Convert the records below into a JSON list of strings, one string per line, omitting blank lines.

------ Data records ------

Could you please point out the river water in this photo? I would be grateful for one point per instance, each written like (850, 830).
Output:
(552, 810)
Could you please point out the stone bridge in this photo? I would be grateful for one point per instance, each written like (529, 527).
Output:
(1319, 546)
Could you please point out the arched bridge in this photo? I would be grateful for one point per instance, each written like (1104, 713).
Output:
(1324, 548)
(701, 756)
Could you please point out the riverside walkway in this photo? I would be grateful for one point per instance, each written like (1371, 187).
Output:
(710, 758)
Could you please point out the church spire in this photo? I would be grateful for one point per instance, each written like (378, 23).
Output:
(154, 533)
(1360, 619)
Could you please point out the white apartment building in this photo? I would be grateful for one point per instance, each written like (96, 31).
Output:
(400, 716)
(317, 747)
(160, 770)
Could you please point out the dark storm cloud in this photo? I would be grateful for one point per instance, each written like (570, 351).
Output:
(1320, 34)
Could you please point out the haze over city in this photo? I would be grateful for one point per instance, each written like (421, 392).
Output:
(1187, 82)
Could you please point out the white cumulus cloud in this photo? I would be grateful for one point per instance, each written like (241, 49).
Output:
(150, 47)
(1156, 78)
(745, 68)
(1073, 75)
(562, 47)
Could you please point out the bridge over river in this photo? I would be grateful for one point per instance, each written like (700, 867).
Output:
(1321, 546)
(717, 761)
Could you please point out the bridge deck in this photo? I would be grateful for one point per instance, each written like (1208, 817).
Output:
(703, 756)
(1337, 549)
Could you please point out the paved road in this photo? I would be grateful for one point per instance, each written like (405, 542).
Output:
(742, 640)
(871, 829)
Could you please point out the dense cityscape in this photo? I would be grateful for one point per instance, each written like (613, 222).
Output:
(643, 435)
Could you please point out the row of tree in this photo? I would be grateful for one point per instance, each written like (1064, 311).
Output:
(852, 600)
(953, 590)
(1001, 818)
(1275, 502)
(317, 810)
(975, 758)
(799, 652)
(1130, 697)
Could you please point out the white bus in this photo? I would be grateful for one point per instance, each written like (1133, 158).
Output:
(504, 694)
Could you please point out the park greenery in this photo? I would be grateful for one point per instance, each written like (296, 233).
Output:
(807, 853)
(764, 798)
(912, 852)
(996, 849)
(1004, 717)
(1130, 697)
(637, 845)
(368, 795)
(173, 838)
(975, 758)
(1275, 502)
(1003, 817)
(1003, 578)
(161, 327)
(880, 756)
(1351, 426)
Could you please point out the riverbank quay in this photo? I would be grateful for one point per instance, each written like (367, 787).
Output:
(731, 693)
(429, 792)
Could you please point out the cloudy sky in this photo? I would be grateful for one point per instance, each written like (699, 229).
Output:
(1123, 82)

------

[Right answer]
[
  "Could you please point out the river water in this photo? I would be grateful for one point per instance, each written like (850, 830).",
  "Output:",
  "(552, 810)",
  "Could you please point out the stone bridge in this photo? I would be grateful for one point per instance, each written like (529, 527).",
  "Output:",
  "(1319, 546)",
  "Could you please point out the arched bridge in this photo? I would be grateful for one point per instance, each written like (1104, 713).",
  "Output:",
  "(1324, 548)",
  "(701, 756)",
  "Could you please point out the riverside walkway in this photo? I would be grateful for one point per instance, each written like (1371, 187).",
  "Output:",
  "(710, 758)",
  "Could you please point out the church spire in this photo? I would be grateful for one point per instance, each written like (378, 23).",
  "Output:",
  "(154, 533)",
  "(1360, 619)",
  "Could you please point out the white apartment building in this photo? I would be grateful for one point per instance, each written like (96, 31).",
  "Output:",
  "(400, 716)",
  "(317, 747)",
  "(160, 770)",
  "Could you please point out the dark storm cloud in this photo? I would be grateful for one point per instance, each written like (570, 351).",
  "Output:",
  "(1320, 34)",
  "Could you please point out the haze over city in this photo? I would be grateful for one point per instance, each written like (421, 392).",
  "Output:",
  "(1187, 82)",
  "Could you please point out the white cumulus cloud in this photo? I would be grateful for one point per instance, each written like (241, 49).",
  "Output:",
  "(150, 47)",
  "(1156, 78)",
  "(745, 68)",
  "(1073, 75)",
  "(562, 47)",
  "Could you please point out the bridge over river in this photo? I would be grateful for one point per instance, each written like (700, 867).",
  "Output:",
  "(1321, 546)",
  "(717, 761)",
  "Could you please point out the bridge deck in this photo? I would be grateful for one point per instance, each written like (1208, 817).",
  "Output:",
  "(703, 756)",
  "(1337, 549)",
  "Could you please point out the paved road in this photo? I would be grateful for one point per instance, each written like (405, 542).",
  "Output:",
  "(742, 640)",
  "(871, 829)",
  "Could you please point out the dense cityscape in this photo? I would be grateful for one point per instance, each written like (613, 222).",
  "Output:",
  "(643, 435)",
  "Could you please point out the row of tree in this photo? I would be grateful for one point per instance, each written like (1064, 311).",
  "Output:",
  "(852, 600)",
  "(953, 590)",
  "(1001, 818)",
  "(1275, 502)",
  "(317, 810)",
  "(975, 758)",
  "(799, 652)",
  "(1130, 697)",
  "Could you please point out the white bus in this photo? I would be grateful for one point per instance, each written like (1133, 158).",
  "Output:",
  "(504, 694)",
  "Could you please point out the park greenery in this photo? I would be grateful for one point per instance, each written like (296, 233).",
  "Output:",
  "(807, 853)",
  "(764, 798)",
  "(912, 852)",
  "(996, 849)",
  "(1004, 717)",
  "(1130, 697)",
  "(637, 845)",
  "(368, 795)",
  "(173, 838)",
  "(975, 758)",
  "(1275, 502)",
  "(1003, 817)",
  "(1003, 578)",
  "(161, 327)",
  "(880, 756)",
  "(1351, 426)",
  "Could you please point out the riverbank quay in this photo? I would be grateful for one point per instance, each written like (367, 787).",
  "Output:",
  "(731, 693)",
  "(429, 792)",
  "Could you please point out the cloudy sky in this photo? I would be grateful for one point per instance, each written like (699, 229).",
  "Output:",
  "(1123, 82)"
]